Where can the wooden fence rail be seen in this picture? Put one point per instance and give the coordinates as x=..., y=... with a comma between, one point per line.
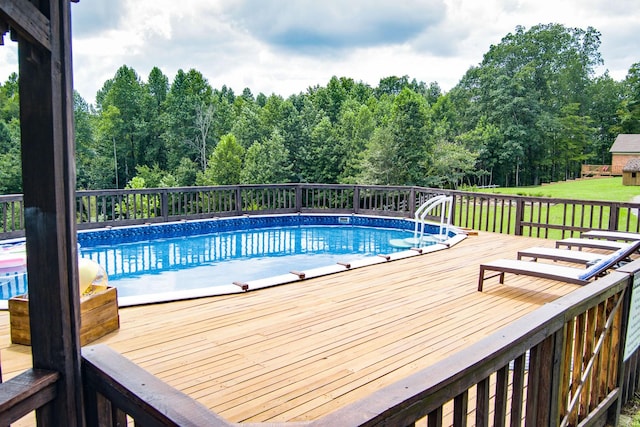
x=526, y=216
x=561, y=365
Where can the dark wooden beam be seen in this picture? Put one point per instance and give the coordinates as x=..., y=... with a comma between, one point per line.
x=48, y=173
x=21, y=394
x=27, y=20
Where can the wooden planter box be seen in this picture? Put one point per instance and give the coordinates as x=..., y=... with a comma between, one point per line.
x=98, y=314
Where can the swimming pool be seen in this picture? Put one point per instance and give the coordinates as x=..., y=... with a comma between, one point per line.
x=189, y=259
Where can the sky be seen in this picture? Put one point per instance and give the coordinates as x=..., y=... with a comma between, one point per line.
x=286, y=46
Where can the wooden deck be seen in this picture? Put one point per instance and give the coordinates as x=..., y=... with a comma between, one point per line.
x=298, y=351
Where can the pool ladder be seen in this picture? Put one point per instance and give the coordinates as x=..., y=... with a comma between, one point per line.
x=446, y=204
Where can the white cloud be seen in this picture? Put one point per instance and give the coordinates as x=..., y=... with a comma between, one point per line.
x=284, y=47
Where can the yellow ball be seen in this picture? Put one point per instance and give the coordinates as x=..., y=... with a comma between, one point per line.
x=93, y=278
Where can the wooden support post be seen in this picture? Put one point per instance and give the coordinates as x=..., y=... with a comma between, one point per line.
x=48, y=171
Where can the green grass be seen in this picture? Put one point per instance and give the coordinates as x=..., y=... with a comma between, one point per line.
x=577, y=215
x=608, y=189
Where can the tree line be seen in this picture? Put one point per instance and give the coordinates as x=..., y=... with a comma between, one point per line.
x=532, y=111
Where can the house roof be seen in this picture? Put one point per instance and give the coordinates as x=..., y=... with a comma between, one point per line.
x=626, y=143
x=633, y=165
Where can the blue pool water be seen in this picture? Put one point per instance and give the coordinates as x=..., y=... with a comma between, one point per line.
x=167, y=258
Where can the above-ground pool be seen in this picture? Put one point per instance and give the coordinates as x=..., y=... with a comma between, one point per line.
x=189, y=259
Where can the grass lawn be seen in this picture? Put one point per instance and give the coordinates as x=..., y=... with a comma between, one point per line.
x=574, y=214
x=608, y=189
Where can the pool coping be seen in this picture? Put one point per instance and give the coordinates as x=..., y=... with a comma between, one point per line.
x=292, y=277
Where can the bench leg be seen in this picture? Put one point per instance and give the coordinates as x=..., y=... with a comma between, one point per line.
x=482, y=278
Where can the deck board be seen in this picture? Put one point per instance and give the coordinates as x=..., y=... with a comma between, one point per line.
x=299, y=351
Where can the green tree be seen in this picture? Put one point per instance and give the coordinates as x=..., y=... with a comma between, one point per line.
x=380, y=160
x=127, y=94
x=189, y=91
x=225, y=163
x=410, y=121
x=86, y=152
x=629, y=112
x=267, y=162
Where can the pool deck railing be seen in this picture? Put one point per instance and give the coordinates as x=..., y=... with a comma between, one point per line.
x=518, y=215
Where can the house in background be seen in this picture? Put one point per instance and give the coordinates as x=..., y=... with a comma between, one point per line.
x=626, y=147
x=631, y=172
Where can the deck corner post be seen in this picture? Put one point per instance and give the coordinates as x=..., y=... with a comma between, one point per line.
x=48, y=174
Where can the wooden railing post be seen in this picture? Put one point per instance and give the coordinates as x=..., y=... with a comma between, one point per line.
x=299, y=198
x=164, y=204
x=412, y=202
x=239, y=202
x=356, y=199
x=519, y=216
x=614, y=212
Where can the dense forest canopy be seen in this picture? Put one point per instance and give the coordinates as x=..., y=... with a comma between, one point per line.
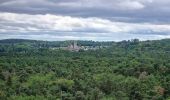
x=126, y=70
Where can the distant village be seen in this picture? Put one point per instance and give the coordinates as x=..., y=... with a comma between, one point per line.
x=74, y=47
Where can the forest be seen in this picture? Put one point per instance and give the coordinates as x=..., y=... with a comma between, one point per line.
x=126, y=70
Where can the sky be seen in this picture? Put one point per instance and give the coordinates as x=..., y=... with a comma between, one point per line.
x=98, y=20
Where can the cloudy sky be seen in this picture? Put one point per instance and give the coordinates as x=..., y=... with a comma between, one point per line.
x=99, y=20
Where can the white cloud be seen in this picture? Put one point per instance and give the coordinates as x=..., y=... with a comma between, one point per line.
x=66, y=27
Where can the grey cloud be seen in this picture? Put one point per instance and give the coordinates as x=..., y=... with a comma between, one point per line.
x=153, y=11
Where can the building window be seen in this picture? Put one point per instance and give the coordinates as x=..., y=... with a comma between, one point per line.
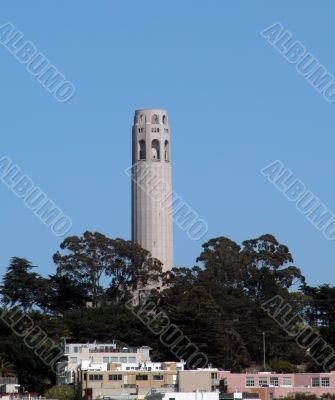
x=315, y=382
x=117, y=377
x=274, y=380
x=95, y=377
x=250, y=381
x=141, y=377
x=155, y=149
x=287, y=381
x=262, y=381
x=142, y=150
x=166, y=150
x=325, y=382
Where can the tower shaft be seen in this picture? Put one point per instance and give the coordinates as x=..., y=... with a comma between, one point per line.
x=151, y=185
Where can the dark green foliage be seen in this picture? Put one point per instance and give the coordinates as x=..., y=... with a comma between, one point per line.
x=215, y=304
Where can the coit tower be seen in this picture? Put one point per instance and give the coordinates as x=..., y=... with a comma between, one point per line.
x=151, y=185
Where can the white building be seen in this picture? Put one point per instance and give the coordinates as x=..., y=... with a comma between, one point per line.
x=196, y=395
x=152, y=185
x=96, y=354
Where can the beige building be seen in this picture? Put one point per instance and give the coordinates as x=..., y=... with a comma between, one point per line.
x=199, y=379
x=120, y=380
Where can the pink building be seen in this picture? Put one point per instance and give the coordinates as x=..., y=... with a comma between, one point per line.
x=281, y=385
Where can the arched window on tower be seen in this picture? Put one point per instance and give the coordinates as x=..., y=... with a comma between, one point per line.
x=142, y=150
x=166, y=150
x=155, y=149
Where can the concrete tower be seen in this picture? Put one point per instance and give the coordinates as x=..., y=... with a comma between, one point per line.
x=151, y=185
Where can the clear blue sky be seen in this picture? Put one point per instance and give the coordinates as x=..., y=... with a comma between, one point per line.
x=234, y=103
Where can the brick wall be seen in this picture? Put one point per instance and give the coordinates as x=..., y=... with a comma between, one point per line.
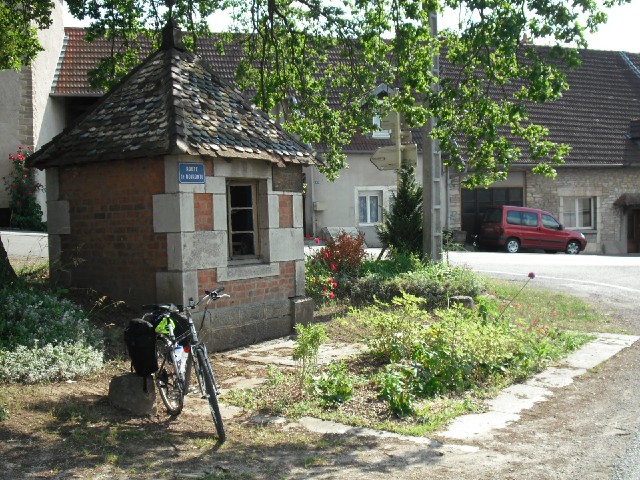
x=203, y=211
x=286, y=211
x=112, y=246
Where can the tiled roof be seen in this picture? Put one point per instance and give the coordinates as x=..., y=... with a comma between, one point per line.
x=172, y=103
x=593, y=116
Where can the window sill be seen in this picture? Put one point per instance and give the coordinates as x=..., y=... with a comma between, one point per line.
x=245, y=269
__________________________________________________
> [What the exercise asks] An exact transcription of the material is required, without any pictures.

> [Response for this exercise]
Where can the wooden fence rail be seen in this picture? Put one point per instance and give the coordinates as x=..., y=... with a comma between, one point per line.
x=526, y=216
x=561, y=365
Where can the dark wooden beam be seen in this picture? Put one point per instance and give the coordinates as x=..., y=... with a comma between, one point per line.
x=48, y=173
x=21, y=394
x=27, y=20
Where can the wooden planter box be seen in this picture? Put one point per instance and give the coordinates as x=..., y=... with a comma between, one point per line.
x=98, y=314
Where can the swimming pool be seen in this picture? Put one point per instance and give the coordinates as x=..., y=... with a comma between, one point per line.
x=189, y=259
Where can the sky be seen in this picture? Put one point per instance and give the coordinates as x=..., y=... with a comma between, one point per line.
x=286, y=46
Where can the wooden deck be seen in this picture? Put one point per instance and give the coordinates as x=..., y=... with a comma between, one point per line.
x=298, y=351
Where can the pool ladder be seen in this picture? Put one point per instance and give the coordinates as x=..., y=... with a comma between, one point per line.
x=446, y=204
Where can the white cloud be seen in this picture? Put one point per instance and give the coordinates as x=..., y=... with a comma between, one point per line.
x=284, y=47
Where can the yellow ball be seen in this picture? Put one point per instance and give the coordinates as x=..., y=... with a comma between, one point per line.
x=93, y=278
Where can the wooden support post be seen in this picture? Put one point per instance and give the coordinates as x=..., y=... with a comma between, one point per line.
x=48, y=171
Where can the green grass be seen in this picture? Put one point per instance and give the coordinates as x=..., y=... with a comma between, one point per line.
x=577, y=215
x=608, y=189
Where can the tree line be seen in this picture? Put one point per instance and give the coordinates as x=..., y=... with a comma between, one point per line.
x=532, y=111
Where can the house roof be seen in this picture? Put one point per instance and give the coordinates as x=..., y=... with a comma between, one point per line.
x=626, y=143
x=633, y=165
Where can the blue pool water be seen in this picture? Put one point per instance and give the coordinates as x=..., y=... with a comma between, one point per line.
x=167, y=258
Where can the above-ground pool be seen in this picture? Put one point per instance and give the coordinates as x=..., y=... with a comma between, one point per line.
x=189, y=259
Where can the grass lawn be seen in this picture? Put one point per instance and give the coordinates as x=..., y=... with a comma between, one point per line.
x=574, y=214
x=608, y=189
Where can the pool coping be seen in this picture? Put one point per instance and give the coordinates as x=..., y=... with a comma between, one point per line.
x=292, y=277
Where can the bench leg be seen in this picture? Put one point per instance and give the coordinates as x=..., y=... with a comma between, one point per line.
x=482, y=278
Where can the deck board be seen in this picture? Put one point per instance and give the coordinates as x=..., y=... with a comma between, one point per line.
x=299, y=351
Where can the green tree be seen in this picture? Put one point per instance and give the coordinates as x=..., y=... with a comma between, one point per line.
x=380, y=160
x=127, y=94
x=189, y=91
x=225, y=163
x=410, y=121
x=86, y=152
x=629, y=112
x=267, y=162
Where can the pool deck railing be seen in this picture? Put one point per instance and give the coordinates as x=..., y=... with a comma between, one point per line.
x=518, y=215
Where can the house in background be seen in this picture? Put one point per instance and give the coordinates as x=..., y=... with a comma between, one point per line.
x=626, y=147
x=631, y=172
Where can the deck corner post be seen in this picture? Put one point per instance and give the coordinates as x=..., y=... with a comma between, one point per line.
x=48, y=174
Where can the wooden railing post be seen in this picture? Put one point per instance and give the coordinates as x=..., y=... with a comma between, one point per line.
x=299, y=198
x=164, y=204
x=412, y=202
x=239, y=202
x=356, y=199
x=519, y=216
x=614, y=212
Where can the dense forest canopy be seen in this picture? Put one point per instance and give the coordinates as x=..., y=... with a comma between, one point per line.
x=126, y=70
Where can the distant village be seen in this picture? Put one point per instance and give the coordinates as x=..., y=... with a comma between, one point per line.
x=74, y=47
Where can the forest be seen in this picture? Put one point per instance and give the coordinates as x=..., y=... with a comma between, one point per line.
x=126, y=70
Where can the sky be seen in this picture? Put one point per instance and give the coordinates as x=..., y=... with a comma between, one point per line.
x=98, y=20
Where can the cloudy sky be seen in this picture? Put one point per instance and give the coordinates as x=..., y=... with a comma between, one point per line.
x=99, y=20
Where can the white cloud be seen in this picture? Put one point per instance and give the coordinates as x=..., y=... with a comma between, one point per line.
x=66, y=27
Where can the grey cloud be seen in this picture? Put one point per instance and give the coordinates as x=..., y=... with a comma between, one point per line.
x=153, y=11
Where can the building window be seen in this picture? Put one point per instance and give the coordinates as x=..., y=... with a comma between, one point per line.
x=315, y=382
x=117, y=377
x=274, y=380
x=95, y=377
x=250, y=381
x=141, y=377
x=155, y=149
x=287, y=381
x=262, y=381
x=142, y=150
x=166, y=150
x=325, y=382
Where can the tower shaft be seen in this picture? Put one point per instance and give the coordinates as x=..., y=... with a comma between, one point per line.
x=151, y=185
Where can the dark green foliage be seen in this picture? Put one point per instance and give the coordinates as x=..., y=... with a comma between, one point per line.
x=215, y=304
Where can the coit tower be seen in this picture? Put one point per instance and give the coordinates as x=..., y=... with a comma between, one point per line.
x=151, y=185
Where can the white building be seen in this picture? Put one point per instance and give the coordinates as x=..., y=... with a comma between, one point per line.
x=196, y=395
x=152, y=185
x=96, y=354
Where can the beige building be seen in this picture? Put one point per instance and give the coordinates as x=..., y=... with a comma between, one point per line.
x=199, y=379
x=120, y=380
Where can the pink building be seen in this picture? Put one point per instance and give the coordinates as x=..., y=... with a comma between, one point per line.
x=281, y=385
Where can the arched window on tower be seen in this picture? Put one point per instance and give the coordinates as x=..., y=... with a comma between, one point per line.
x=142, y=150
x=166, y=150
x=155, y=149
Where can the concrete tower be seen in this picture? Put one point per instance and give the coordinates as x=..., y=... with a comma between, one point per line.
x=151, y=185
Where can the clear blue sky be seen in this picture? Put one point per instance and give the coordinates as x=..., y=... with a comma between, one point per line.
x=234, y=103
Where can the brick wall be seen in this picture? Put one point per instance and give the coordinates as x=..., y=... with a comma between, one point per line.
x=203, y=211
x=286, y=211
x=112, y=246
Where can the tiled roof be seen in this picture? Put one point per instance and give the coordinates as x=..., y=... with a comma between, one point per line.
x=172, y=103
x=593, y=116
Where can the window sill be seen in this picture? Put one point per instance and give the coordinates as x=..., y=... with a comma between, one point per line.
x=245, y=269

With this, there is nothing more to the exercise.